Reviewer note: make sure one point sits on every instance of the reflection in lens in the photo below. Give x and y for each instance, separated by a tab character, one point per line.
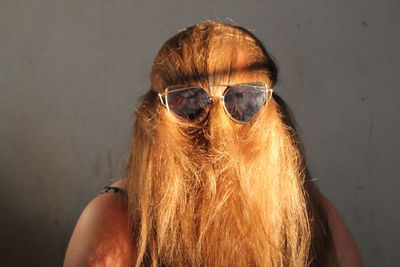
191	104
242	102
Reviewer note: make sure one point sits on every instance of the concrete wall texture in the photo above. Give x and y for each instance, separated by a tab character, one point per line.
71	73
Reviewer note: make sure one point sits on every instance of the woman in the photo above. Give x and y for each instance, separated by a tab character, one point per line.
216	176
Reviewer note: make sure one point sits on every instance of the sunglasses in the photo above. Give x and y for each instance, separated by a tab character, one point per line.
192	103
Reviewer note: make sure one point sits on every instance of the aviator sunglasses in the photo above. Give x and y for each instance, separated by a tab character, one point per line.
192	103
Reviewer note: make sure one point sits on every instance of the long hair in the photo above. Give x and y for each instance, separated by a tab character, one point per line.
220	193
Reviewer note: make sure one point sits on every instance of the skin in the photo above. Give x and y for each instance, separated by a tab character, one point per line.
101	235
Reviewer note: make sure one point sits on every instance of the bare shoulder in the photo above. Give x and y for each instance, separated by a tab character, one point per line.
346	247
101	236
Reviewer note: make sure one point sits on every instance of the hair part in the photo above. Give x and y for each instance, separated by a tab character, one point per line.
220	193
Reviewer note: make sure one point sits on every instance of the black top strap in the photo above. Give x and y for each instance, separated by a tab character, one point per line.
112	189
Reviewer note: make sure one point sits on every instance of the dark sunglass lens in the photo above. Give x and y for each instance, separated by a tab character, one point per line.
191	104
244	101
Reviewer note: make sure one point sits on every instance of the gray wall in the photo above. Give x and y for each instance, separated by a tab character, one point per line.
71	72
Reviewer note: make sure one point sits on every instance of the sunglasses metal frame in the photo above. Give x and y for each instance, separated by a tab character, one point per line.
264	87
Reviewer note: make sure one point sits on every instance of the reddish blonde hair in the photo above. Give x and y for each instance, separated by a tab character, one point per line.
220	193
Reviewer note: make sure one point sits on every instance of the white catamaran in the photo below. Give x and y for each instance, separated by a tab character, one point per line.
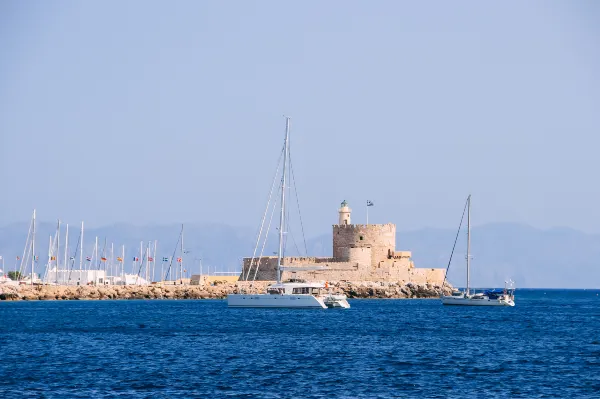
505	297
293	293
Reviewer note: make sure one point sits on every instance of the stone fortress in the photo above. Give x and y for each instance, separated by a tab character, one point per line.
360	253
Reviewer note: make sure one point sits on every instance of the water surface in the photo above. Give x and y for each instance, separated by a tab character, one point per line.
546	346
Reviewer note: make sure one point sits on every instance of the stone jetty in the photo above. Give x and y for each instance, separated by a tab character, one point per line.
216	290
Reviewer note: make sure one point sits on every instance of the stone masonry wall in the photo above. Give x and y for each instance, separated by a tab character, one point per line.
380	237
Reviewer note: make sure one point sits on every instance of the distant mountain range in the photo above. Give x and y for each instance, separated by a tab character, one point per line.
560	257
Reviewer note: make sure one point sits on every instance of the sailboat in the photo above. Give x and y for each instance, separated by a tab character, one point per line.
505	297
293	293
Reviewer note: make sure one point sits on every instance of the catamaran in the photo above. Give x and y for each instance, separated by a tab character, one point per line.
293	293
505	297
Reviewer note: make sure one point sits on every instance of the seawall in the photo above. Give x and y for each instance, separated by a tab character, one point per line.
217	291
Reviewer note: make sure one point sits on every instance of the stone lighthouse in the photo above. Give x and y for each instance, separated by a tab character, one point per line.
344	214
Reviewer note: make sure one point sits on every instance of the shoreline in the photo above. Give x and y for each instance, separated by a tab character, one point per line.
218	290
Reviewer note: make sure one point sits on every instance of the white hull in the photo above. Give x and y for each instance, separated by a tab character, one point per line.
275	301
461	301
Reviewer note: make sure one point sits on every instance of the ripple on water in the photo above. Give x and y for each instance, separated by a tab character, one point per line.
547	346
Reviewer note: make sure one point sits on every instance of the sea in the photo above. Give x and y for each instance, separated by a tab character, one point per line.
547	346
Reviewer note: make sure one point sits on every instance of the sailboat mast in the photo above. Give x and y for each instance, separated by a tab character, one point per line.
282	214
57	249
123	263
81	251
468	243
33	248
66	260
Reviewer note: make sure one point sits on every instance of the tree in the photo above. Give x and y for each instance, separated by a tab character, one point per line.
13	275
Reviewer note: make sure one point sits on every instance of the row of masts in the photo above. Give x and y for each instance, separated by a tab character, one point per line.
110	263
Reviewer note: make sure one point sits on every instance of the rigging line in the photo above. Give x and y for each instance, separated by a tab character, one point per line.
266	237
454	246
265	214
174	252
298	205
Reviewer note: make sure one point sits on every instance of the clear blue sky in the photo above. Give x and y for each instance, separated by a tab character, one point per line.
156	111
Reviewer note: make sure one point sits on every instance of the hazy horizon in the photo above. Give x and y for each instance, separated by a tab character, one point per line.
151	112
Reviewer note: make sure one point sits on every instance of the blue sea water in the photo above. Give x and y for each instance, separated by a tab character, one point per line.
546	346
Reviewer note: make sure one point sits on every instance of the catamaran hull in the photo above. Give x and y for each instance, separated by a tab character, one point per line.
476	302
275	301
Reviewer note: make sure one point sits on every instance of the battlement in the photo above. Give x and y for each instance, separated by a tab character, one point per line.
364	226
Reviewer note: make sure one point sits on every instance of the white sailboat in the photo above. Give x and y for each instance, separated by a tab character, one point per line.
505	297
291	294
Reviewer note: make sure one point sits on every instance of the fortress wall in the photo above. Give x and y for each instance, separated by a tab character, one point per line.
399	270
380	237
304	260
427	276
267	268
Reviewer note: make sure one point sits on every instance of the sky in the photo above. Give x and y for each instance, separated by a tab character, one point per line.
150	112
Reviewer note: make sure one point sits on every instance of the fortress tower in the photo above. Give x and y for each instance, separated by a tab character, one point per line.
373	243
361	252
344	213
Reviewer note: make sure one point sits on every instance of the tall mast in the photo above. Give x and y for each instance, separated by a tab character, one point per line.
181	263
66	249
95	253
112	259
81	250
33	248
123	264
49	263
468	242
57	249
154	261
282	214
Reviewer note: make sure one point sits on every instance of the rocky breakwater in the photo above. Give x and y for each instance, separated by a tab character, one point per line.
218	290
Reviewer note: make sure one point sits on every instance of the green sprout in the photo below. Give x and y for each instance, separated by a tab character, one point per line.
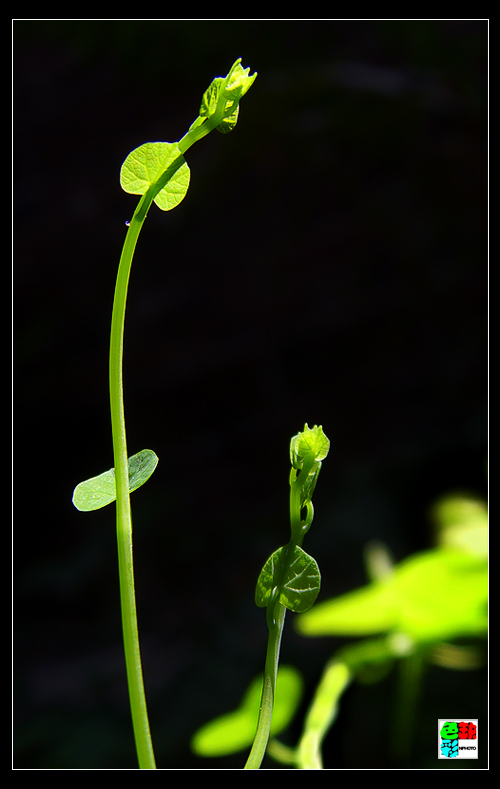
159	173
290	578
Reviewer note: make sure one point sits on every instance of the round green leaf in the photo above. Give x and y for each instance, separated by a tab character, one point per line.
295	573
99	491
152	162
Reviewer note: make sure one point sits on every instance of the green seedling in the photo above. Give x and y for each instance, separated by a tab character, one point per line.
411	613
290	579
159	173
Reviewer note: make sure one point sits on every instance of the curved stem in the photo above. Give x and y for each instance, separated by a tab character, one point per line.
123	511
268	690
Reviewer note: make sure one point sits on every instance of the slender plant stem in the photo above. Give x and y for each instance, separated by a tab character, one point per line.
268	690
135	680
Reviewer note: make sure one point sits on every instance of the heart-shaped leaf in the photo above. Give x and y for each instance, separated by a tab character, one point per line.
156	162
99	491
295	573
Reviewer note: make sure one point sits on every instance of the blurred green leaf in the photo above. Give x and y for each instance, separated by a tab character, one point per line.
430	596
235	731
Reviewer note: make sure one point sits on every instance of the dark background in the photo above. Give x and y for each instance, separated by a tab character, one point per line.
328	265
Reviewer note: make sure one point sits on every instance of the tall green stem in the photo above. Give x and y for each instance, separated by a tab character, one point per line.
269	688
123	511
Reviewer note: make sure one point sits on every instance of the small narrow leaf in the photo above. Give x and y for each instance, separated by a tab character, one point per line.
149	163
97	492
295	573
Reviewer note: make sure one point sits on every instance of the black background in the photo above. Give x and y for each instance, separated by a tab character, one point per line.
328	265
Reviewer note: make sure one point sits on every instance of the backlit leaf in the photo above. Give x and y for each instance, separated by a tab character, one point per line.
99	491
151	162
295	573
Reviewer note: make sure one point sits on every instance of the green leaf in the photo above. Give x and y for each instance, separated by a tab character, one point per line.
295	573
157	162
309	443
99	491
432	596
235	731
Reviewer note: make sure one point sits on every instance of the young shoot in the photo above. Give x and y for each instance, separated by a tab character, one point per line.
159	173
290	578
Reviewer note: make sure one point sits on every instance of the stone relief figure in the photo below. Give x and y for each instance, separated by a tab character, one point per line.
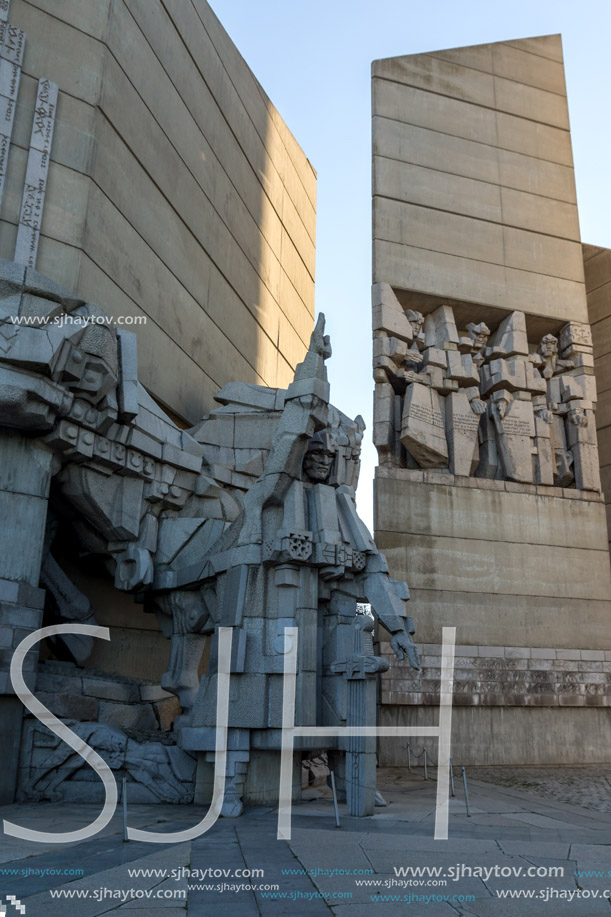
571	397
157	772
492	405
247	520
297	556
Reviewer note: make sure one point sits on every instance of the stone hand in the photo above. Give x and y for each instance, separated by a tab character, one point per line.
414	356
478	406
578	418
403	645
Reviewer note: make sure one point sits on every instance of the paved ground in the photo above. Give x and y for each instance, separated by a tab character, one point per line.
509	832
589	787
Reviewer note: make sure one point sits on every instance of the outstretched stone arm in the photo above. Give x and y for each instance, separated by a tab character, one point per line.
306	406
387	598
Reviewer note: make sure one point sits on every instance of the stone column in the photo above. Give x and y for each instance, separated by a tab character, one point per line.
25	474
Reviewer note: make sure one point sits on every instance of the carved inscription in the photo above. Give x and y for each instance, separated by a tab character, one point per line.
13	44
514	427
426	415
465	423
39	156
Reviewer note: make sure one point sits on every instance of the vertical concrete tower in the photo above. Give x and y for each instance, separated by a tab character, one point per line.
488	498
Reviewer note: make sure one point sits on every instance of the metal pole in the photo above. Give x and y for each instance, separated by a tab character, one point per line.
125	836
337	824
464	780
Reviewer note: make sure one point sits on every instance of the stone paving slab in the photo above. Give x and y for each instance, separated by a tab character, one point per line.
399	835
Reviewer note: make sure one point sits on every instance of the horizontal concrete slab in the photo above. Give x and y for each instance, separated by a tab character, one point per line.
449	276
434	509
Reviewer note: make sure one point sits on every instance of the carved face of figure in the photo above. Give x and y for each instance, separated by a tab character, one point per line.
479	334
501	406
548	346
416	320
318	462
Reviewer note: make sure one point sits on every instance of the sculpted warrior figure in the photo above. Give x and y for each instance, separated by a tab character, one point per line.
247	520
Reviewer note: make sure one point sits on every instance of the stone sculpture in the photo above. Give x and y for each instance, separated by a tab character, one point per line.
493	406
156	772
247	520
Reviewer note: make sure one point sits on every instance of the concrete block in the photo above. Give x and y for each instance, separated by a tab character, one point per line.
128	716
66	705
111	690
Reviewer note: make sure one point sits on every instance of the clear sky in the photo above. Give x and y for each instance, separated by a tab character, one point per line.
313	59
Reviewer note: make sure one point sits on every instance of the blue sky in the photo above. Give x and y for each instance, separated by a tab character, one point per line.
313	59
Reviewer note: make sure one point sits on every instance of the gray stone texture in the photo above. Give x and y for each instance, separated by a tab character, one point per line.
475	221
229	246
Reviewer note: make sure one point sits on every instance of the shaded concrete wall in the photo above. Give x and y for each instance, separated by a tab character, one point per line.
474	192
474	205
597	263
175	191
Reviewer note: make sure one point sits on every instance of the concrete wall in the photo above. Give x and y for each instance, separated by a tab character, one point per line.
505	567
509	736
175	191
474	193
474	205
597	263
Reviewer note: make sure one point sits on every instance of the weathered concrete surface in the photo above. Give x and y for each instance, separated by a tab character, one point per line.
509	832
597	264
188	201
474	196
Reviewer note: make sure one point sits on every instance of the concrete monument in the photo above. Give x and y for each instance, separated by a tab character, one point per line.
247	520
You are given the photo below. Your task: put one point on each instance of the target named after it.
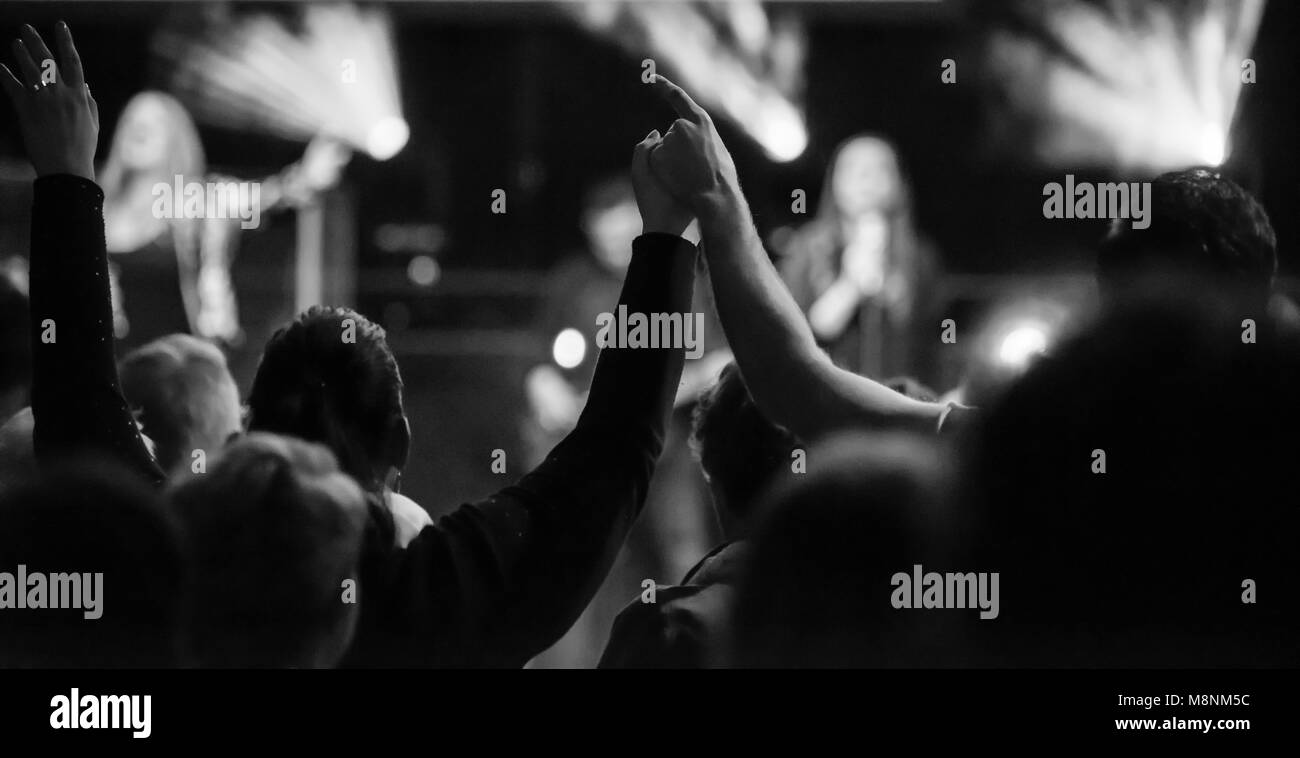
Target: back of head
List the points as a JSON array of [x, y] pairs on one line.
[[98, 563], [819, 584], [273, 531], [1204, 228], [739, 449], [329, 377], [1131, 483], [185, 393]]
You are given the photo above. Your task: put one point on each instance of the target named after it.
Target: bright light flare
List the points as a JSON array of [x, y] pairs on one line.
[[1127, 83], [1022, 345], [570, 349], [334, 76], [731, 79], [386, 138]]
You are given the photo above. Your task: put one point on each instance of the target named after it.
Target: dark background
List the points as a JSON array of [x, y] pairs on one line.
[[515, 96]]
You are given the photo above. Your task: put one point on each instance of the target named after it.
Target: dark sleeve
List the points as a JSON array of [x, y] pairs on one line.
[[498, 581], [76, 399]]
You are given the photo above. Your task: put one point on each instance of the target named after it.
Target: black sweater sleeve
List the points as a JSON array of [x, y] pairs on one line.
[[76, 399], [499, 580]]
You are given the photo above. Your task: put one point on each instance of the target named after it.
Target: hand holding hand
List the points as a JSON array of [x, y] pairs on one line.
[[659, 209], [59, 120], [692, 160]]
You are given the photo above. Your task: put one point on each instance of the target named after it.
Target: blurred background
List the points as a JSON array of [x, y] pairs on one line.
[[390, 126]]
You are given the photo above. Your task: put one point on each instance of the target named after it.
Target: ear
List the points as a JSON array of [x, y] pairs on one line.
[[399, 442]]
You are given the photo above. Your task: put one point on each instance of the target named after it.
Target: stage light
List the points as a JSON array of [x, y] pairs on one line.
[[386, 138], [423, 271], [1022, 345], [333, 74], [780, 130], [1213, 144], [570, 349], [1130, 85]]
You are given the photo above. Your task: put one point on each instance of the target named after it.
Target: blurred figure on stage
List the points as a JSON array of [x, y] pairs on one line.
[[677, 523], [172, 274], [859, 269]]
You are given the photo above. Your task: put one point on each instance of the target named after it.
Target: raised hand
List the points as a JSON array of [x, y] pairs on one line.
[[59, 118], [692, 160], [659, 209]]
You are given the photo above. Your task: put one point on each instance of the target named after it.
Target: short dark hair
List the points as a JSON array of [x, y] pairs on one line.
[[1156, 438], [347, 395], [739, 449], [1201, 224], [818, 583]]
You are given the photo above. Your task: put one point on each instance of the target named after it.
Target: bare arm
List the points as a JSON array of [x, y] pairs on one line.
[[792, 380]]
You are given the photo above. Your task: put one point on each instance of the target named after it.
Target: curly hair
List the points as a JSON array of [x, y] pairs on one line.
[[1201, 222], [329, 377]]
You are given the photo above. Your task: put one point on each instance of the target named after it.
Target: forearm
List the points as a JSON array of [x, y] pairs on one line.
[[791, 377], [77, 403], [554, 536]]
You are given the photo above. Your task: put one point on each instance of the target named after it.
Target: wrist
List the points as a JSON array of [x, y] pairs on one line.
[[77, 169], [722, 199]]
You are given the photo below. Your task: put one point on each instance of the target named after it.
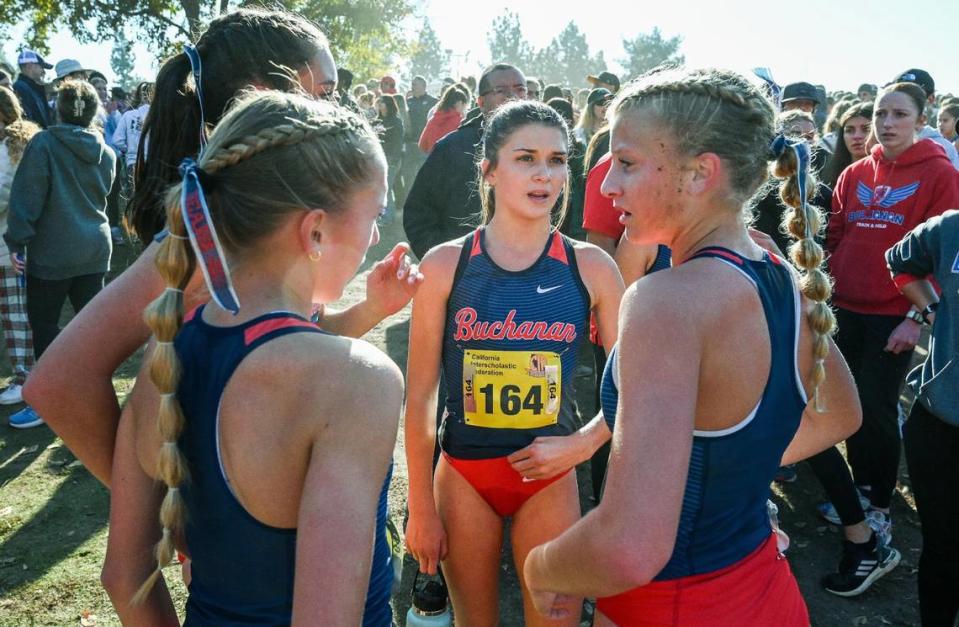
....
_Work instruction_.
Read the records above. Show each line that has the string "sleeve".

_Solution for this exercise_.
Target: dark sleeve
Target: black sweater sleeve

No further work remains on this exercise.